UN agency is currently on the brink of collapse as several countries suspended their funding, following Israeli claims that some UNRWA employees participated in the Hamas-led attacks last October.
by Dana Halawi
“It’s not easy to rely on the support from others, but sometimes we barely have food to feed our hunger,” said Nahida Ajam, a Palestinian refugee living in Lebanon’s Mar Elias camp, after receiving a bag of bread from a man who provides food out of kindness during the Muslim holy month of Ramadan.
This photo, taken on March 22, 2024, shows Mohammad Salem, a Palestinian refugee with his family at the Mar Elias Camp in Beirut who suffers from chronic kidney disease. (Photo by Dana Halawi/Xinhua) |
The continued financial crisis in Lebanon has exacerbated the already strained life of thousands of Palestinian refugees in Lebanon’s camps, who depend on the generosity of goodwill people to put food on their Ramadan tables.
“Prices soared remarkably compared to previous years,” said Ajam.
Hoda Salem, a 53-year-old Palestinian refugee, works as a cleaner with a salary of 150 U.S. dollars per month. She said two-thirds of her income goes to the electricity bills, leaving only 50 dollars to cover food costs for her and two unemployed sisters.

Extracted material:
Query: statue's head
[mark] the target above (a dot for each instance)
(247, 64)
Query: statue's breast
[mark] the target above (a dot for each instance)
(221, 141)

Work instruction 1: Write out the passage of the article on Palestinian refugees in Lebanon between "This photo, taken" and "their Ramadan tables.", inclusive.
Work instruction 2: Translate this sentence from the article on Palestinian refugees in Lebanon into Spanish: "She said two-thirds of her income goes to the electricity bills, leaving only 50 dollars to cover food costs for her and two unemployed sisters."

Exercise response 1:
This photo, taken on March 22, 2024, shows Mohammad Salem, a Palestinian refugee with his family at the Mar Elias Camp in Beirut who suffers from chronic kidney disease. (Photo by Dana Halawi/Xinhua) |
The continued financial crisis in Lebanon has exacerbated the already strained life of thousands of Palestinian refugees in Lebanon’s camps, who depend on the generosity of goodwill people to put food on their Ramadan tables.

Exercise response 2: Dijo que dos tercios de sus ingresos se destinan a las facturas de electricidad, lo que le deja solo 50 dólares para cubrir los gastos de comida de ella y de sus dos hermanas desempleadas.